:: Dataset entries

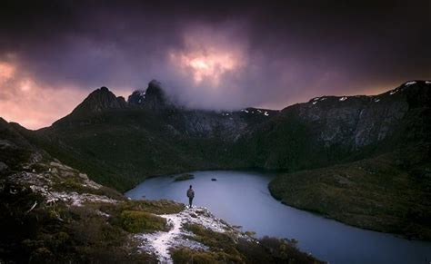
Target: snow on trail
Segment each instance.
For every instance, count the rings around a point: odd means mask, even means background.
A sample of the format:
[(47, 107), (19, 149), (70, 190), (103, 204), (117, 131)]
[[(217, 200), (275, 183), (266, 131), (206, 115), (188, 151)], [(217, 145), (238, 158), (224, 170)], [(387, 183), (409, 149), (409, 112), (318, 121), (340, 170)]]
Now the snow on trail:
[(171, 227), (169, 231), (138, 234), (135, 237), (141, 240), (140, 249), (155, 253), (161, 263), (173, 263), (169, 252), (170, 249), (186, 247), (196, 250), (208, 249), (208, 247), (188, 239), (194, 234), (184, 229), (185, 223), (199, 224), (216, 232), (236, 231), (238, 236), (244, 236), (223, 220), (216, 218), (206, 208), (203, 207), (185, 209), (179, 213), (165, 214), (160, 215), (160, 217), (166, 220), (167, 224)]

::::

Switch "trail" to "path" everywhere it occurs in the listing above and write out all of its lines again with nothing else changed, omitting the pictures.

Target: snow on path
Segment each instance.
For every instance, count the rings around a point: odd means mask, even means background.
A sample of the format:
[(47, 107), (19, 149), (70, 190), (103, 204), (117, 131)]
[[(217, 200), (275, 183), (266, 131), (206, 115), (188, 151)], [(217, 145), (238, 158), (224, 170)], [(387, 183), (409, 149), (409, 112), (318, 121), (340, 170)]]
Now the snow on path:
[(171, 227), (169, 231), (138, 234), (135, 237), (141, 240), (140, 249), (155, 253), (161, 263), (173, 263), (169, 252), (170, 249), (186, 247), (196, 250), (208, 249), (208, 247), (188, 239), (194, 234), (184, 229), (185, 223), (199, 224), (216, 232), (236, 231), (238, 236), (244, 236), (223, 220), (216, 218), (206, 208), (203, 207), (185, 209), (179, 213), (165, 214), (160, 215), (160, 217), (166, 220), (167, 224)]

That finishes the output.